■ **GIVEN TASK**: Copy the rows below word for word, every line of every row, and leave out the pictures.

(Stored data entries)

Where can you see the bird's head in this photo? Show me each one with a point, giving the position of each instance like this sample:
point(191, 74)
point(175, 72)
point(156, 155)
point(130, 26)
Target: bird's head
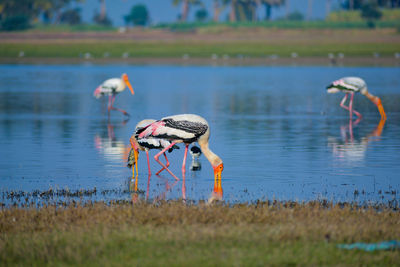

■ **THE OUTPUT**:
Where can you see the bird's head in this photo? Show me each one with a point, giving the position of each instance like this sample:
point(191, 74)
point(175, 72)
point(156, 155)
point(130, 26)
Target: bird's head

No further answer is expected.